§ **Studietekst**:
----------
Dirk Draulans’ Beestenboel: de steltkluut broedt nu elk jaar bij ons, maar dat is niet per se goed nieuws

© Getty Images/500px
Dirk Draulans
Dirk Draulans Bioloog en redacteur bij Knack.

De steltkluut moet een van de opvallendste en mooiste verschijningen in onze vogelwereld zijn.

De steltkluut lijkt een en al roze poot. zijn stelten kunnen 25 centimeter lang worden, dat is 60 procent van zijn lichaamslengte. Hij gebruikt ze om te waden in wat diepere moeraswateren dan de andere steltlopers, op zoek naar de beestjes die zijn voornaamste voeding vormen.

Bizar genoeg worden er al een eeuw lang af en toe broedende steltkluten in onze contreien waargenomen, hoewel de soort altijd zeldzaam was. In hun vogelatlas uit 1972 schreven graaf Léon Lippens (stichter van het Zwin) en Henri Wille dat er in 1907 een broedpoging in de Kalmthoutse Heide was. In 1913 was er een succesvol nest. Nadien werden er af en toe nog nesten in Vlaanderen gevonden, vooral in de kuststreek en de Scheldepolders. Maar een vaste broedpopulatie kwam er nooit.
----------
§ **Vragen**:
(1) Noem alle jaartallen uit de tekst over de steltkluut.
(2) Zet de tekst over de steltkluut voort na de laatste zin.
----------
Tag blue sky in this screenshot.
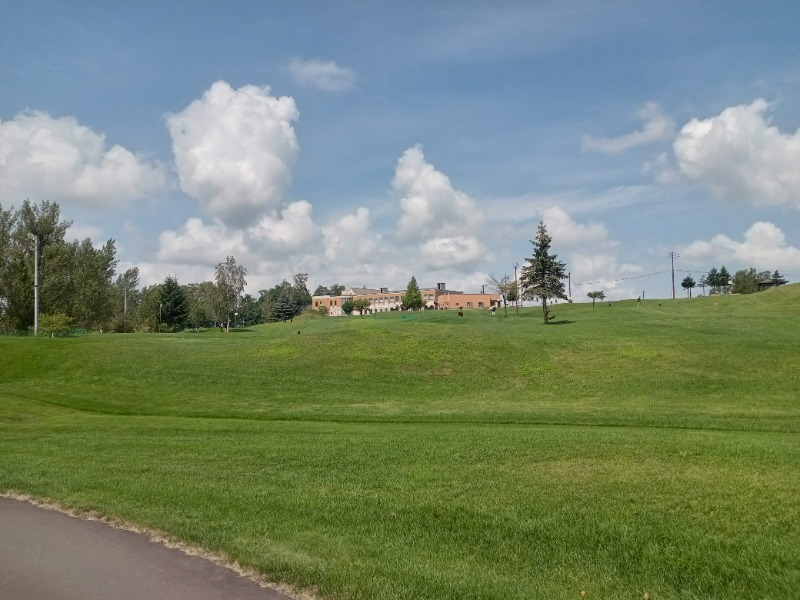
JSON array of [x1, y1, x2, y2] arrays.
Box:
[[0, 0, 800, 301]]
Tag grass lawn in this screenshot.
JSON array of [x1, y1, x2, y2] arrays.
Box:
[[0, 285, 800, 599]]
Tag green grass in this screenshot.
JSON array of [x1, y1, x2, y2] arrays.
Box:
[[0, 286, 800, 599]]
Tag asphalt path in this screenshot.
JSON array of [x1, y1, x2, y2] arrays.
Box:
[[0, 497, 291, 600]]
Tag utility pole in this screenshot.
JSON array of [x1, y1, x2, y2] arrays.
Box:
[[33, 235, 39, 335], [667, 252, 681, 300]]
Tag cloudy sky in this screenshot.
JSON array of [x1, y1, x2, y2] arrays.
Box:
[[0, 0, 800, 301]]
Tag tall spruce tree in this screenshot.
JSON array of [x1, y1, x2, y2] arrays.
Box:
[[401, 276, 425, 310], [158, 275, 189, 331], [519, 221, 567, 324]]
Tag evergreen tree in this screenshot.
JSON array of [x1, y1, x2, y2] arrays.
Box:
[[681, 275, 697, 298], [586, 290, 606, 308], [158, 275, 189, 331], [401, 276, 425, 310], [520, 221, 567, 324]]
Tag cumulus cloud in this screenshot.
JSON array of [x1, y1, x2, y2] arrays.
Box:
[[422, 235, 484, 269], [581, 102, 675, 154], [0, 111, 166, 209], [248, 200, 319, 255], [158, 218, 247, 265], [542, 206, 610, 248], [167, 81, 300, 227], [673, 98, 800, 210], [681, 221, 800, 272], [289, 58, 356, 92], [392, 146, 486, 268], [322, 207, 381, 262]]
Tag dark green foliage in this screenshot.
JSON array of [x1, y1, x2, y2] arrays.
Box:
[[0, 200, 117, 329], [681, 275, 697, 298], [401, 277, 425, 310], [352, 298, 370, 317], [586, 290, 606, 308], [270, 290, 299, 322], [520, 221, 567, 324], [158, 275, 189, 331]]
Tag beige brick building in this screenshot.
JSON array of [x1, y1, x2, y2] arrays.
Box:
[[311, 283, 501, 317]]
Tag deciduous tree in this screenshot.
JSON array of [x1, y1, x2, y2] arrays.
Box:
[[586, 290, 606, 308], [214, 256, 247, 331], [681, 275, 697, 298]]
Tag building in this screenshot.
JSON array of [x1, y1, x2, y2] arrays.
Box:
[[311, 283, 501, 317]]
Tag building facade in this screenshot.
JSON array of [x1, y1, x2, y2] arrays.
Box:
[[311, 283, 501, 317]]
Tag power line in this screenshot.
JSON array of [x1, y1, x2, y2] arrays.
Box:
[[575, 270, 669, 285]]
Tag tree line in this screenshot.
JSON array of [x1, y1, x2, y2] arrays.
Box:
[[681, 265, 786, 298], [0, 200, 328, 332]]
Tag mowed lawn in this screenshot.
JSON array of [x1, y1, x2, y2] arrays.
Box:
[[0, 285, 800, 599]]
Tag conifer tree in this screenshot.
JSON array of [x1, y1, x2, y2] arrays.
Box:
[[158, 275, 189, 331], [402, 276, 425, 310], [519, 221, 567, 324]]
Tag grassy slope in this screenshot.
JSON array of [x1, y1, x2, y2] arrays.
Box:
[[0, 286, 800, 598]]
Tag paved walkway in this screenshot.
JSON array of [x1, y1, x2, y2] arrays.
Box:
[[0, 497, 290, 600]]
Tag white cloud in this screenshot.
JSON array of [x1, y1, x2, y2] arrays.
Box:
[[158, 218, 247, 265], [248, 200, 319, 256], [673, 98, 800, 210], [422, 235, 484, 269], [289, 58, 356, 92], [681, 221, 800, 272], [392, 146, 485, 241], [542, 206, 610, 248], [167, 81, 300, 227], [0, 111, 166, 209], [322, 207, 382, 263], [64, 222, 105, 245], [581, 102, 675, 154]]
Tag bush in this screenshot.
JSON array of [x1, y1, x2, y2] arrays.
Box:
[[39, 313, 72, 336]]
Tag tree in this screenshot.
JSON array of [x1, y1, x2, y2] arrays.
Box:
[[772, 269, 786, 287], [718, 265, 731, 294], [519, 221, 567, 324], [681, 275, 697, 298], [158, 275, 189, 331], [214, 256, 247, 331], [586, 290, 606, 308], [292, 273, 311, 314], [731, 267, 758, 294], [353, 298, 370, 317], [486, 273, 517, 317], [401, 276, 425, 310]]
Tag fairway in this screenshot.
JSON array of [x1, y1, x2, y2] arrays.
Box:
[[0, 285, 800, 600]]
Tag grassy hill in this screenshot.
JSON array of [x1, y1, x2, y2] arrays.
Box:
[[0, 285, 800, 599]]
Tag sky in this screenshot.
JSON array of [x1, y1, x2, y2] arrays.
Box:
[[0, 0, 800, 301]]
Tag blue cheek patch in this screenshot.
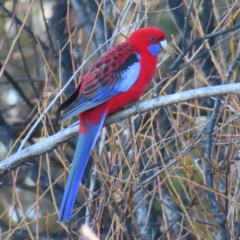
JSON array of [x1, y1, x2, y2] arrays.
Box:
[[148, 44, 162, 57]]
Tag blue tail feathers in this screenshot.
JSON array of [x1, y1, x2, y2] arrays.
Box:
[[58, 114, 106, 222]]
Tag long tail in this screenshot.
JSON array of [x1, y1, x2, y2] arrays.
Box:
[[58, 114, 106, 222]]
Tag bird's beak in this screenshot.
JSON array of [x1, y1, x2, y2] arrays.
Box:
[[160, 39, 167, 50]]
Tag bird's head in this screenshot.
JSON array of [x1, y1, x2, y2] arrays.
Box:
[[127, 27, 167, 57]]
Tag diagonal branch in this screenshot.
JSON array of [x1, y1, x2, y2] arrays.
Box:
[[0, 83, 240, 176]]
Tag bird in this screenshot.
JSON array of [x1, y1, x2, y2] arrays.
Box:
[[57, 26, 167, 222]]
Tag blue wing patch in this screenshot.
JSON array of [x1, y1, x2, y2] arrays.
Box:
[[60, 53, 141, 122]]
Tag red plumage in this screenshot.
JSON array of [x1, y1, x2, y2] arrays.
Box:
[[59, 27, 165, 221]]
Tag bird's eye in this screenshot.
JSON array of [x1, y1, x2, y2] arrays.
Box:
[[149, 37, 157, 42]]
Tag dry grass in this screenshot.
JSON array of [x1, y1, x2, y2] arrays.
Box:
[[0, 0, 240, 239]]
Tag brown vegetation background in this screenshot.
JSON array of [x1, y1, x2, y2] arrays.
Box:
[[0, 0, 240, 240]]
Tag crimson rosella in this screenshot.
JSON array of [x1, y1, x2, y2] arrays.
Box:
[[59, 27, 167, 222]]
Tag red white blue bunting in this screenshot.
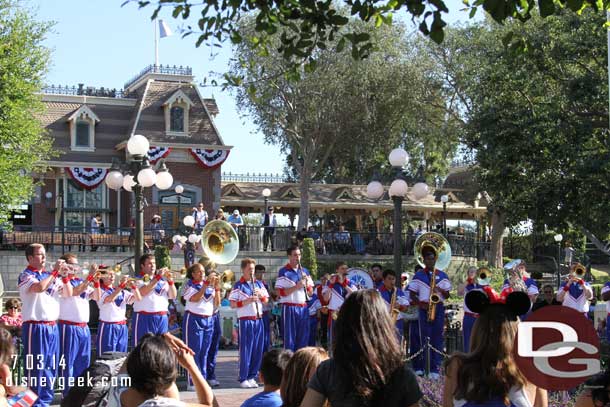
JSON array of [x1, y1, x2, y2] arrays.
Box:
[[189, 148, 229, 169], [148, 147, 172, 164], [66, 167, 108, 190]]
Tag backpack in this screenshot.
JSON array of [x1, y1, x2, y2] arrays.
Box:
[[61, 352, 127, 407]]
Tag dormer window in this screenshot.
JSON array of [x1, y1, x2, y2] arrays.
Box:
[[68, 105, 100, 151], [163, 89, 193, 136]]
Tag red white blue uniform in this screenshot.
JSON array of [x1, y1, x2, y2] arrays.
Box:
[[275, 264, 313, 352], [408, 268, 451, 373], [182, 279, 215, 384], [131, 277, 170, 346], [97, 285, 136, 355], [378, 285, 410, 343], [17, 267, 61, 406], [59, 277, 93, 394], [229, 277, 269, 382]]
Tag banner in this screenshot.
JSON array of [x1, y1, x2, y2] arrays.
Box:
[[66, 167, 108, 190]]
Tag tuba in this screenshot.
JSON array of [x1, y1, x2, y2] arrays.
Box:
[[413, 232, 451, 322]]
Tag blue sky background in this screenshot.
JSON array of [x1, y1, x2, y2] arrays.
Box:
[[33, 0, 481, 177]]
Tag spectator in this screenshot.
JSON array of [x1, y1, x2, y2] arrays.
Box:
[[241, 349, 292, 407], [443, 290, 547, 407], [280, 346, 328, 407], [301, 290, 422, 407]]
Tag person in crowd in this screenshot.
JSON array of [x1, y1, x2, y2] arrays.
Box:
[[17, 243, 65, 406], [0, 298, 23, 331], [119, 333, 216, 407], [443, 290, 547, 407], [229, 258, 269, 388], [408, 246, 451, 380], [261, 206, 277, 252], [280, 346, 328, 407], [182, 263, 220, 388], [378, 270, 409, 343], [131, 254, 177, 346], [557, 264, 593, 318], [59, 253, 99, 395], [322, 261, 358, 343], [94, 267, 141, 356], [241, 349, 292, 407], [192, 202, 208, 233], [301, 290, 422, 407], [275, 246, 313, 352], [532, 284, 561, 311]]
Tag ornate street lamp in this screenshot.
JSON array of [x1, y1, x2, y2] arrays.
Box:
[[106, 134, 174, 275]]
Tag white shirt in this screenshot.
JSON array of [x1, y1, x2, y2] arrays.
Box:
[[17, 267, 61, 322], [59, 278, 93, 322]]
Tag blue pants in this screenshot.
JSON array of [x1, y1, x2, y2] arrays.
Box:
[[131, 312, 169, 347], [462, 314, 477, 353], [307, 315, 318, 346], [239, 319, 264, 382], [97, 321, 129, 357], [409, 319, 424, 371], [21, 322, 60, 407], [419, 303, 445, 373], [207, 312, 222, 380], [282, 305, 309, 352], [263, 311, 271, 352], [59, 323, 91, 395], [182, 311, 214, 384]]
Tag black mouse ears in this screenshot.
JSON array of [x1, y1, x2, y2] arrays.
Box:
[[465, 290, 531, 315]]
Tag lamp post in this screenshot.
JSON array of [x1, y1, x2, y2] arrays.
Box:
[[106, 134, 174, 275], [553, 233, 563, 287], [441, 194, 449, 237], [366, 148, 428, 273]]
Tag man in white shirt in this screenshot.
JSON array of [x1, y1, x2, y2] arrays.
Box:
[[17, 243, 64, 406]]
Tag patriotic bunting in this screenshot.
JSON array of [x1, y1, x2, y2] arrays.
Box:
[[66, 167, 108, 190], [148, 147, 172, 164], [189, 148, 229, 169]]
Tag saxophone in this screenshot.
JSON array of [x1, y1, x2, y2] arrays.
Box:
[[428, 270, 441, 322]]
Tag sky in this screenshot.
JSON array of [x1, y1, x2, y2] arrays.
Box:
[[33, 0, 478, 174]]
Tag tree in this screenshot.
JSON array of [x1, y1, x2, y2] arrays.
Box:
[[131, 0, 610, 78], [0, 0, 52, 221]]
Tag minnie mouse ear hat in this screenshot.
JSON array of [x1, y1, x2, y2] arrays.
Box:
[[464, 290, 531, 316]]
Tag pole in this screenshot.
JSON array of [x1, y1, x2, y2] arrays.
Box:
[[392, 196, 403, 275]]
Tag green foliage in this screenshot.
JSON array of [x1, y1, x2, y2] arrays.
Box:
[[155, 245, 172, 269], [301, 237, 318, 280], [0, 0, 54, 223]]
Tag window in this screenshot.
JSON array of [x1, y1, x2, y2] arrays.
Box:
[[169, 106, 184, 132]]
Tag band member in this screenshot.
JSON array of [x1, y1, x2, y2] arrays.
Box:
[[322, 261, 358, 349], [409, 246, 451, 380], [275, 246, 313, 352], [254, 264, 273, 352], [557, 264, 593, 318], [131, 254, 177, 346], [59, 253, 99, 394], [93, 267, 141, 356], [229, 258, 268, 388], [378, 270, 409, 343], [17, 243, 64, 406], [182, 263, 220, 387]]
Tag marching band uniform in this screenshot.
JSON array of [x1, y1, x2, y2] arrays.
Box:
[[59, 275, 94, 394], [229, 277, 268, 387], [17, 266, 61, 406], [275, 263, 313, 352], [96, 283, 135, 356], [131, 274, 174, 346], [377, 284, 409, 344], [408, 268, 451, 374], [182, 279, 220, 385]]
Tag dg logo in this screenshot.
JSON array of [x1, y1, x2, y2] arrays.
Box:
[[513, 305, 601, 390]]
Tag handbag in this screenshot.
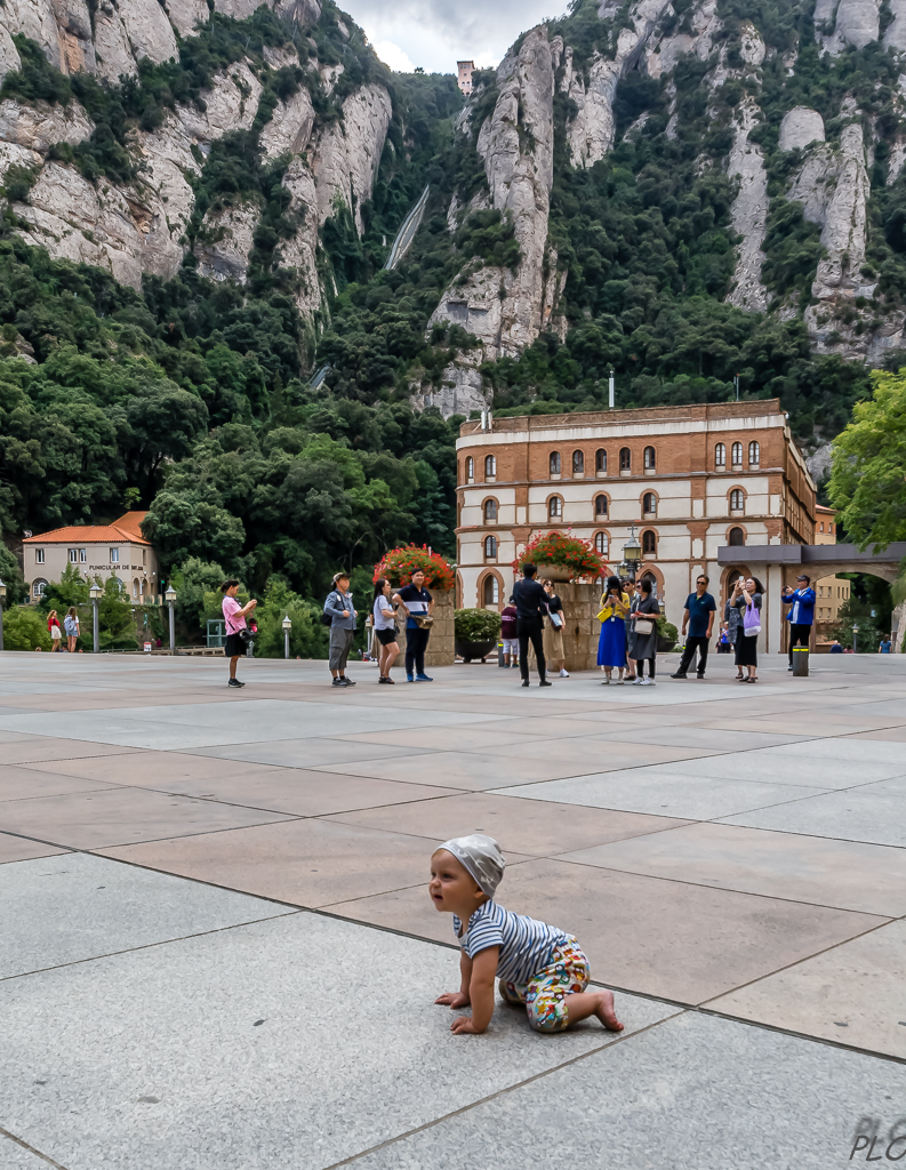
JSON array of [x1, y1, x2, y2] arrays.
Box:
[[742, 603, 761, 638]]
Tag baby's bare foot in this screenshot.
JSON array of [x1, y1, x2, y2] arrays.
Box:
[[595, 991, 623, 1032]]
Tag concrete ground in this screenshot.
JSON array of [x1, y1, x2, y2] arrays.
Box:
[[0, 654, 906, 1170]]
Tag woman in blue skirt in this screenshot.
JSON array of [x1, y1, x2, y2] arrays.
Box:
[[598, 577, 630, 687]]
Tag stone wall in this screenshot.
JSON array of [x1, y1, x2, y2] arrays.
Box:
[[423, 590, 455, 666]]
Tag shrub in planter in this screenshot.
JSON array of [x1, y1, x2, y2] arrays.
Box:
[[453, 610, 500, 662]]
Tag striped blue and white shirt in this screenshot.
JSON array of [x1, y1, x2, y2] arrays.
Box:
[[453, 900, 570, 984]]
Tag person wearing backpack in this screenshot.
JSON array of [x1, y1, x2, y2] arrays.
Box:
[[322, 571, 356, 687]]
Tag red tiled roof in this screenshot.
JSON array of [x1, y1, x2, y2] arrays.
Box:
[[22, 511, 151, 548]]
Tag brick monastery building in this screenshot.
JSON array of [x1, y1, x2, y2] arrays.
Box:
[[457, 399, 816, 625]]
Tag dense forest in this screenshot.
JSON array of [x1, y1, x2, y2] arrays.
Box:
[[0, 0, 906, 618]]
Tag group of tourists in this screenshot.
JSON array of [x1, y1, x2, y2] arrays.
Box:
[[220, 564, 828, 687]]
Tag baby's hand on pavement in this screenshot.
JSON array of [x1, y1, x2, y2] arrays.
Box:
[[434, 991, 469, 1007]]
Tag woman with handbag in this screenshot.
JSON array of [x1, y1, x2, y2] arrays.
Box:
[[392, 569, 434, 682], [632, 577, 660, 687], [730, 577, 763, 682], [220, 577, 258, 687], [541, 577, 569, 679]]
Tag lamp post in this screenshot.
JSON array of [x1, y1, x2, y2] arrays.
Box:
[[623, 524, 641, 580], [88, 581, 103, 654], [164, 585, 176, 654]]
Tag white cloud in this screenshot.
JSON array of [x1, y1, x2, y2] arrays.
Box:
[[339, 0, 567, 73]]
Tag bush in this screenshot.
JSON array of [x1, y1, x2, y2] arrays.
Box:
[[4, 605, 50, 651], [453, 610, 500, 642]]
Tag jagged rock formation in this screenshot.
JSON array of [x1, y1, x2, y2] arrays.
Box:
[[0, 0, 391, 317]]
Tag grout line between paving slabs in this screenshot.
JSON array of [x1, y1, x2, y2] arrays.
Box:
[[0, 1126, 67, 1170]]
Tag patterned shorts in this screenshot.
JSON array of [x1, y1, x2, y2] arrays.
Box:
[[500, 938, 590, 1032]]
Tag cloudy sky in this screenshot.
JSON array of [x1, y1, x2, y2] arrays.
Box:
[[338, 0, 567, 73]]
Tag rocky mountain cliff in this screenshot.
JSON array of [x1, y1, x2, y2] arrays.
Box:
[[0, 0, 906, 439]]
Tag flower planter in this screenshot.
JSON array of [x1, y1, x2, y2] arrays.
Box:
[[455, 638, 497, 662]]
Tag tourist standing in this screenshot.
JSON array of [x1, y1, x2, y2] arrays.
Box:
[[372, 577, 399, 686], [220, 577, 258, 688], [730, 577, 762, 682], [541, 578, 569, 679], [632, 577, 660, 687], [324, 571, 356, 687], [597, 577, 630, 687], [513, 565, 550, 687], [393, 569, 434, 682], [671, 573, 718, 679], [781, 573, 815, 670]]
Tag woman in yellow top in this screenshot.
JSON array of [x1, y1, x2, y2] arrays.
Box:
[[598, 577, 630, 687]]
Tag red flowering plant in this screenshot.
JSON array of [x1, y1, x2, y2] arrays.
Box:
[[513, 532, 608, 577], [371, 544, 455, 590]]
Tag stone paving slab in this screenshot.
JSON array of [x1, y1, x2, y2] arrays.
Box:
[[0, 853, 291, 978], [561, 824, 906, 917], [725, 787, 906, 848], [0, 914, 675, 1170], [492, 765, 819, 824], [2, 787, 294, 849], [330, 782, 686, 855], [341, 1013, 906, 1170], [330, 859, 886, 1004], [709, 920, 906, 1062]]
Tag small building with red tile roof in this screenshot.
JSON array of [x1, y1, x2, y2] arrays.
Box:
[[22, 511, 160, 605]]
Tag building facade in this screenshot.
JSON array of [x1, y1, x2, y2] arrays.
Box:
[[457, 399, 816, 624], [22, 511, 160, 605], [457, 61, 475, 97], [814, 504, 852, 641]]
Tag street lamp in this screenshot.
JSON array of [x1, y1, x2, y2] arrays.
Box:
[[164, 585, 176, 654], [88, 581, 103, 654], [620, 524, 641, 580]]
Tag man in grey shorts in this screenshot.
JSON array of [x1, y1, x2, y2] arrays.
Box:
[[324, 572, 356, 687]]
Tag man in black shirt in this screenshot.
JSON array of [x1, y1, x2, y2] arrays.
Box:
[[513, 565, 550, 687]]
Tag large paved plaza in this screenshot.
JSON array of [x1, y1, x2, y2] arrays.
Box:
[[0, 654, 906, 1170]]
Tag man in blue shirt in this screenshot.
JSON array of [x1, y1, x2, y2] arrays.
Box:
[[781, 573, 815, 670], [671, 573, 718, 679]]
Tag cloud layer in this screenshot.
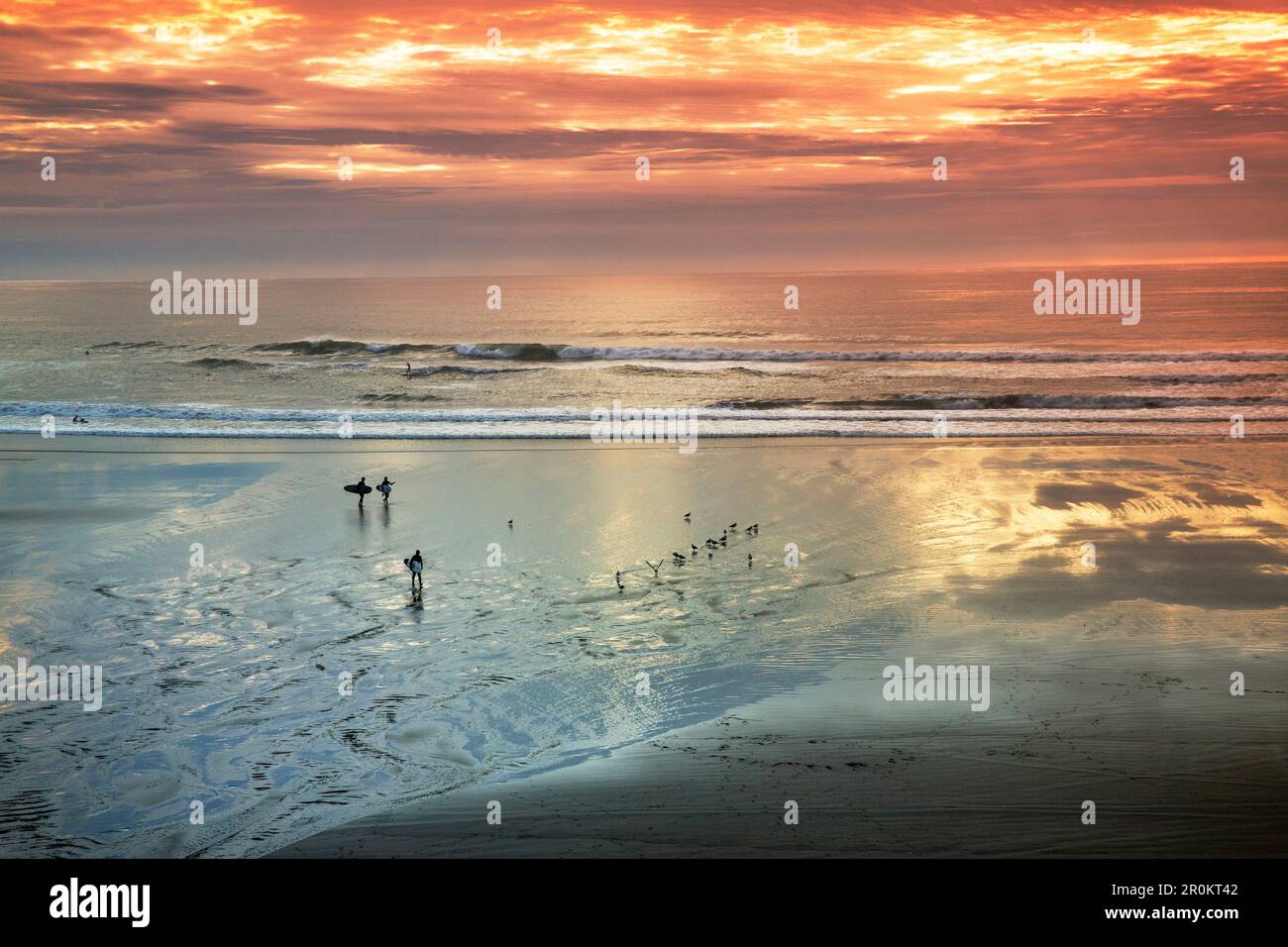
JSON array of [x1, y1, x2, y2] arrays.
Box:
[[0, 0, 1288, 278]]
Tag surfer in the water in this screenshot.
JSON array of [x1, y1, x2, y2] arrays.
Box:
[[406, 549, 425, 592]]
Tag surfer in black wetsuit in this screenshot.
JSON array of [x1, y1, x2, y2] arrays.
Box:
[[408, 549, 425, 591]]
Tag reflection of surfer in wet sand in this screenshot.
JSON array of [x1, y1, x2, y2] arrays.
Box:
[[403, 549, 425, 594], [345, 476, 371, 510]]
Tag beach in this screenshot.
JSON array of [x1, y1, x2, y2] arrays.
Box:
[[0, 434, 1288, 857]]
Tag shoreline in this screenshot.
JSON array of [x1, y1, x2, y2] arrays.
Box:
[[0, 436, 1288, 857]]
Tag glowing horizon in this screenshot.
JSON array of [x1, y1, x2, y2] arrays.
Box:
[[0, 0, 1288, 278]]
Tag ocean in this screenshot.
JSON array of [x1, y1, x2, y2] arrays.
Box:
[[0, 264, 1288, 438], [0, 266, 1288, 857]]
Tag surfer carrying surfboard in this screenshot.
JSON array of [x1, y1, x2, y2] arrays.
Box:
[[344, 476, 371, 510], [403, 549, 425, 592]]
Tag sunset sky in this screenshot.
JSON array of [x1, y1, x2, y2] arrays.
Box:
[[0, 0, 1288, 278]]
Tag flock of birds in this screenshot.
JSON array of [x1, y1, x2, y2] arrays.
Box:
[[617, 513, 760, 592]]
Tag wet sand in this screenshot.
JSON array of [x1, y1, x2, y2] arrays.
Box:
[[0, 438, 1288, 857]]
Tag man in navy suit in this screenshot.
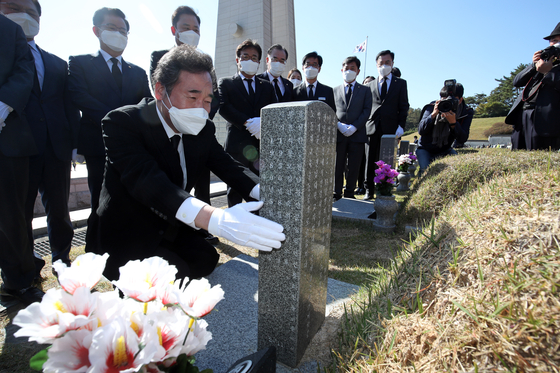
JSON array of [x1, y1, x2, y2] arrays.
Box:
[[257, 44, 294, 102], [0, 11, 44, 304], [333, 56, 372, 200], [68, 8, 152, 210], [364, 50, 410, 200], [294, 52, 336, 111], [218, 39, 276, 207], [2, 0, 80, 264]]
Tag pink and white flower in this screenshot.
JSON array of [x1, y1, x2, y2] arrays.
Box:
[[113, 257, 177, 302], [53, 253, 109, 294], [43, 330, 93, 373]]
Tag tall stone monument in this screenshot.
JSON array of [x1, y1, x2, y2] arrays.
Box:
----------
§ **Genummerde antwoorden**:
(1) 1972, 1907, 1913

(2)
In Zeeuws-Vlaanderen was er tussen 1931 en 1935 een opstoot van broedgevallen, met zo’n 25 nesten, maar ook dat was slechts tijdelijk. Intrigerend is dat de auteurs een verband legden met tijdelijke droogteperiodes in het zuiden van Spanje, waar het leeuwendeel van de Europese steltklutenpopulatie broedt. Als het daar te droog was, kwamen vogels hierheen.

In de Vlaamse broedvogelatlas van het Instituut voor Natuur- en Bosonderzoek (INBO) uit 2004 staat te lezen dat de steltkluut bij ons waarschijnlijk altijd een onregelmatige gast zou blijven. Maar dat is niet langer het geval. Volgens de recentste gegevens van het INBO waren er tussen 2019 en 2024 jaarlijks 16 tot liefst 113 broedparen. Ook in Nederland neemt het aantal broedgevallen toe, met voor 2023 minstens 150 nesten. De vogel is gekomen om te blijven.

Steltkluten profiteren van natuurherstel, zoals de creatie van natte gebieden als buffer tegen de klimaatopwarming.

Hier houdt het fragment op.